Quote each of the rows below verbatim, keeping their order.

(Records for identifying positions)
* * *

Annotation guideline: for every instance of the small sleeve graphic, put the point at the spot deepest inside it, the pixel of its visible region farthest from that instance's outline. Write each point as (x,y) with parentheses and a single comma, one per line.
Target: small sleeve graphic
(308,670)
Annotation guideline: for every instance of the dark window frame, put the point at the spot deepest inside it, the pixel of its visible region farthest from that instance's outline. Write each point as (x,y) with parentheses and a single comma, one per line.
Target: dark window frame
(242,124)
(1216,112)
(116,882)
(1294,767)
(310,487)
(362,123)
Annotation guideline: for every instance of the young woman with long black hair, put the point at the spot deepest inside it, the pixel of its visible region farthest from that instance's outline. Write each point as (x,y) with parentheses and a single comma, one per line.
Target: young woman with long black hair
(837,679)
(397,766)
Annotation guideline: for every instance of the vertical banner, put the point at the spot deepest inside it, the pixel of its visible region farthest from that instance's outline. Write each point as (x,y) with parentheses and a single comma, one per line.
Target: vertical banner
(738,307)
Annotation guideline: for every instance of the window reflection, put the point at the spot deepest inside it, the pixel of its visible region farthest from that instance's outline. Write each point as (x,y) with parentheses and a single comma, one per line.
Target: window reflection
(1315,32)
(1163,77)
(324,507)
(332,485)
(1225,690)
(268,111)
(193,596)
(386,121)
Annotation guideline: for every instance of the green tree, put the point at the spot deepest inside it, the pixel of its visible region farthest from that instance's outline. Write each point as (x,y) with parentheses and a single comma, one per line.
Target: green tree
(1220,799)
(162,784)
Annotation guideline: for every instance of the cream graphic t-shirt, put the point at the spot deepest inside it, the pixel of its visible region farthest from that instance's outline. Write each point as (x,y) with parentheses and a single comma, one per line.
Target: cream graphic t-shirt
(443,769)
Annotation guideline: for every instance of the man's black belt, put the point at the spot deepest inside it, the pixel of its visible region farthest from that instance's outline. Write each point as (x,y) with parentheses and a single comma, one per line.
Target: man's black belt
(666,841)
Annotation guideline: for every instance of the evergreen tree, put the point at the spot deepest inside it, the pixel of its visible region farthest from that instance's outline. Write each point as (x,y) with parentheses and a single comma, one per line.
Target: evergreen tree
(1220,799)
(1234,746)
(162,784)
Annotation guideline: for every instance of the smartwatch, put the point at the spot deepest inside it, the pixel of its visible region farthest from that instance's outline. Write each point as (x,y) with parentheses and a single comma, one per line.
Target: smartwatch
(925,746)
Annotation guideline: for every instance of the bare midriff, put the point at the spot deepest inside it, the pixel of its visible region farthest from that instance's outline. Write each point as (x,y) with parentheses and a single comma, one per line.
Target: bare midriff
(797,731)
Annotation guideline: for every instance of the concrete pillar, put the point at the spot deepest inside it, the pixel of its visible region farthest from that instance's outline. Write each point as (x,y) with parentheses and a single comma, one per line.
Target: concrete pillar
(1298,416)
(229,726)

* * *

» **Response**
Annotation guideline: for every instance of the small sleeve graphic, put the point at the spot deepest inside it, the pixel of its visible region farthest from that instance's outline. Write each point as (x,y) with parentheses and a single comma, one per line.
Target: small sleeve graphic
(308,670)
Annotation guideline: for every instance of the dark window frame, put the point at the spot deepest inside it, the pixel of its visible region farthest from that instance's outline. Write each point as (x,y) with parentheses and a single comma, one per line.
Target: dark window frame
(242,124)
(1216,112)
(116,882)
(1294,767)
(310,487)
(362,123)
Annotation guideline: for every instance of the young woman with long black hair, put the point at the spot deepest inside it, the pixel of its visible region farthest from that instance's outline. Write each point as (x,y) with parentheses and a single comma, one per line.
Target: young woman with long black hair
(837,679)
(397,766)
Annotation guideline: for every instance of the vertical banner, put the point at the spot deepest inside it, the pixel of its visible region farthest from that instance's outline. Write each point as (x,y) with parentheses and a single comma, one per line.
Target: vertical banner
(738,307)
Annotation guideline: for every instance of the window reflection, put the point at the spot deepest inside it, the pixel of its visible region farthest from that instance's outline. Write each point as (x,y) with parentheses and a single comma, one per line.
Target: window reflection
(1315,32)
(1163,77)
(324,507)
(332,485)
(1225,690)
(268,111)
(193,596)
(386,121)
Annotation guideline: for every instance of the green tree, put the point at the spot deepest inside it, the pixel of its visible region farthest from that instance's outline. Write each point as (x,y) with parentheses and a single comma, one per line.
Target: green tree
(1220,799)
(162,784)
Annotation guideline: for every instance of the cream graphic t-shirt, put the point at the spot deepest inside it, the pixel of its visible region farthest from that instance's outline. Write each point as (x,y) with parentheses and a single comma, one per line.
Target: cream graphic t-shirt
(443,769)
Annotation guideline: for every instance of the man's black belt, put the point at the spot deepest inside it, the pixel of its visible region farthest from that instance's outline. Write each point as (x,y) with parentheses and a single comma, one per line.
Target: man's black belt
(666,841)
Annotation guideline: for every instance of the evergreen tree, put the point at the spot deepest inside it, the pixel of its visible region farthest from that instance's outline. Write each point as (x,y) with parentheses and a single comma, one per line.
Target: evergreen tree
(1220,799)
(1234,746)
(162,784)
Annotation guideline: for every instance of the smartwatch, put the point at the spot deepest inside it, the pixel of its visible region farthest from that instance's outline. Write each point as (x,y) with parentheses and a single comma, one per line.
Target: smartwatch
(925,746)
Annotation guideline: for every instance of the bare midriff, put the point at the spot deepest inside it, the pixel of its visible region farthest from that instance's outline. Write each point as (x,y) with parentheses and a single comma, one per line.
Target: bare midriff
(797,731)
Annotation guideline: for every instance of the concrete pillar, put the point at the spot deepest inside it, the pixel of its visible region farthest from that instance's outline. Write each point as (x,y) with parentheses and a single comma, one per line.
Target: concrete pillar
(1298,416)
(229,726)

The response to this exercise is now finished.